Task prompt: Could you print every record below exactly as written?
------
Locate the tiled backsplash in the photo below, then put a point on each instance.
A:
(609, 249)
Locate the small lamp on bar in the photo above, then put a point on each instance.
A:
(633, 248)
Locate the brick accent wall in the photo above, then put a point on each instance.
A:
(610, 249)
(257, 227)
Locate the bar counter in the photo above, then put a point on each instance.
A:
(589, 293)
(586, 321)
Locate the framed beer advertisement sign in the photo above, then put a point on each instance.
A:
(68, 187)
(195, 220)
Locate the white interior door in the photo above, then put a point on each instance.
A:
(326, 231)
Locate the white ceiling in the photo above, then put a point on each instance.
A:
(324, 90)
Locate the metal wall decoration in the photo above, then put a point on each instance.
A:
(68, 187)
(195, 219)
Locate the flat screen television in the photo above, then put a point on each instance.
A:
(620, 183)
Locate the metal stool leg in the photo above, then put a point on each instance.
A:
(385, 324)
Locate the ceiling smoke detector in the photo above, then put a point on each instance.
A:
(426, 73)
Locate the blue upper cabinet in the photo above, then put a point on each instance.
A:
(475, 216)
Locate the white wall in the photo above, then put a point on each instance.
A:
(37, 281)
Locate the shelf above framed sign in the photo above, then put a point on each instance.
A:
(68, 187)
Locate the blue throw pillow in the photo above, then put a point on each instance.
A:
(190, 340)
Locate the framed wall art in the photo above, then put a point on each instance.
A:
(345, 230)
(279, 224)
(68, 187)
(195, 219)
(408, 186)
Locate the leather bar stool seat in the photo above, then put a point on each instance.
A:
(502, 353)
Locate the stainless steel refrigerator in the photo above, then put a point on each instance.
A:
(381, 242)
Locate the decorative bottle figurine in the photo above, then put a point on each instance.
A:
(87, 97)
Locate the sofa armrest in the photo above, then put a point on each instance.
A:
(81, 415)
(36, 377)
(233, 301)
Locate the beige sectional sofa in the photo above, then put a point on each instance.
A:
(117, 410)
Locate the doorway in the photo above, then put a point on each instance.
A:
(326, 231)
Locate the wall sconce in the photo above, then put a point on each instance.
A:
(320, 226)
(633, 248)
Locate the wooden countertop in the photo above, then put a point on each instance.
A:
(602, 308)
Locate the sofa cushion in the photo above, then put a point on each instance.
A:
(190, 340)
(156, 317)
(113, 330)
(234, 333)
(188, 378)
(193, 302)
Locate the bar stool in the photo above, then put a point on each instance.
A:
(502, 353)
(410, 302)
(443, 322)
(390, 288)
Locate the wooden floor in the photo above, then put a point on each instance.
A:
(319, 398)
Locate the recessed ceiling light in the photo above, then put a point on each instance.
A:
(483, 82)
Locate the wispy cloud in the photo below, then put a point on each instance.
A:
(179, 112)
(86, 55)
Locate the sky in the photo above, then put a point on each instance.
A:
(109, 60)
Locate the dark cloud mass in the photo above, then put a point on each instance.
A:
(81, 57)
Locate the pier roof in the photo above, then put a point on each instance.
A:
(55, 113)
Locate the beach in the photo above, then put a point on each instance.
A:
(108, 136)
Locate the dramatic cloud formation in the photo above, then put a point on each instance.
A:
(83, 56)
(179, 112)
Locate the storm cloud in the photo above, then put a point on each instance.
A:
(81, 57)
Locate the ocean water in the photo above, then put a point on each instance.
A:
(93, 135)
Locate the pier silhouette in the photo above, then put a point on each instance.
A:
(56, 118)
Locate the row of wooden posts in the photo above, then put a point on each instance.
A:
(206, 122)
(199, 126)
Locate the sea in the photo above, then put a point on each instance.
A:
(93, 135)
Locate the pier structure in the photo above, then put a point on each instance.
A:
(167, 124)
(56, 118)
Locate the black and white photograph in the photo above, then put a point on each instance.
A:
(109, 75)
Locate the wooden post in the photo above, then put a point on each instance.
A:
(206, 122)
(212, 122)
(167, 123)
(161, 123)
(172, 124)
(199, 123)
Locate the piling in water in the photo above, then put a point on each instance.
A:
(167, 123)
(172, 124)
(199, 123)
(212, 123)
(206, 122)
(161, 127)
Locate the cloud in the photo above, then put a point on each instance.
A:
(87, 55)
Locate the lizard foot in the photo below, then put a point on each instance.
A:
------
Task output:
Locate the tiled backsplash in the photo below, then put a point on each instance.
A:
(609, 249)
Locate the small lamp on bar in the photo above, then put a point on each instance.
A:
(633, 248)
Locate the brick accent wall in the photo above, then put a point on each instance.
A:
(610, 249)
(257, 227)
Locate the bar counter in the photo above, then put a point on each instance.
A:
(589, 293)
(586, 321)
Locate the framed beer advertisement sign in the photo above, then put a point on each instance.
A:
(68, 187)
(195, 220)
Locate the white interior door in the photo above, then put a point on each instance.
A:
(326, 231)
Locate the white ceiling in the photo above, then put a point on each instance.
A:
(324, 90)
Locate the metal wall decoration in the photo above, then put a point on each instance.
A:
(68, 187)
(195, 219)
Locate the flat screen television in the photo above, then put a point on each instance.
A:
(620, 183)
Locate the metal stool leg in the photo above, then put a point on each instance.
A:
(385, 324)
Locate the ceiling smoke detector in the photo above, then put a point on each instance.
A:
(426, 73)
Locate the blue upper cabinet in the photo above, then put a point on each instance.
A:
(475, 216)
Locate the white wall in the photo above, then put a point on each instance.
A:
(37, 281)
Locate the shelf above framed sign in the photo above, then put a point on each instance.
A:
(68, 187)
Locate the blue throw pillow in the photo above, then put a point on each instance.
A:
(190, 340)
Locate the framed wall art in the photo above, then put a point on each instance.
A:
(345, 230)
(279, 224)
(68, 187)
(195, 219)
(408, 186)
Locate the leather bar stool seat in the photo above, then put a point on each instance.
A:
(502, 353)
Locate the stainless steel refrigerator in the photo above, then put a point on each instance.
A:
(381, 242)
Locate the decorative bottle figurine in the photo above, then put a point on each instance.
A:
(87, 97)
Locate the sofa armrest in the photo above, then put a point on each instance.
A:
(81, 415)
(36, 377)
(233, 301)
Locate the beige sectional sofa in the photo above, then put a point on each instance.
A:
(117, 410)
Locate the doorway in the photo above, then put a point on each instance.
A:
(326, 231)
Locate the wall sconce in the photo above, then put a point on each instance.
A:
(320, 226)
(633, 248)
Locate the wooden countertop in the photo above, then put a point on each instance.
A:
(602, 308)
Locate the sofa cushion in the photo above, then put a point on each instance.
A:
(190, 340)
(156, 317)
(113, 330)
(234, 333)
(188, 378)
(193, 302)
Locate the bar stool in the photo above, then put a point on each instance.
A:
(502, 353)
(410, 302)
(443, 322)
(390, 288)
Locate the wooden floor in the photo above, then put a point on each instance.
A:
(319, 398)
Locate the recessed ceiling light in the photo above, then put a point on each instance.
A:
(483, 82)
Locate the wispy cloud in the photo below, then put a point on each instance.
A:
(179, 112)
(86, 55)
Locate the sky in the photo above, then put a point on each instance.
A:
(109, 60)
Locate the dark cloud mass in the photo above, then put a point on each instance.
A:
(81, 57)
Locate the pier roof in the photo above, then put a point on each instance.
A:
(55, 113)
Locate the beach in the photo above, then put a point on each instance.
A:
(108, 136)
Locate the dramatic cloud formation in the photo above, then put a point on each instance.
A:
(83, 56)
(179, 112)
Locate the storm cloud in the photo above, then put a point on each instance.
A:
(81, 57)
Locate the ocean water in the photo above, then put a point on each instance.
A:
(93, 135)
Locate the pier silhouette in the photo above, then put a point on each instance.
A:
(56, 118)
Locate the row of wooden posts in the photo above, then put a point on each instance.
A:
(206, 122)
(199, 126)
Locate the sea in the photo above, then put a point on each instance.
A:
(93, 135)
Locate the pier structure in the photo above, then put a point on each instance.
A:
(167, 124)
(56, 118)
Locate the black and white photograph in the photo above, then put a point on each instance.
A:
(109, 75)
Locate the wooden post in the photo above, then put a point on each instance.
A:
(206, 122)
(212, 122)
(167, 123)
(161, 123)
(172, 124)
(199, 123)
Locate the piling in water in the photo above, then put a point on each instance.
A:
(167, 123)
(172, 124)
(199, 123)
(212, 123)
(206, 122)
(161, 127)
Locate the cloud in the photo above, then put a point on each instance.
A:
(87, 55)
Locate the lizard foot in the photo below, then put a point on each instance.
A:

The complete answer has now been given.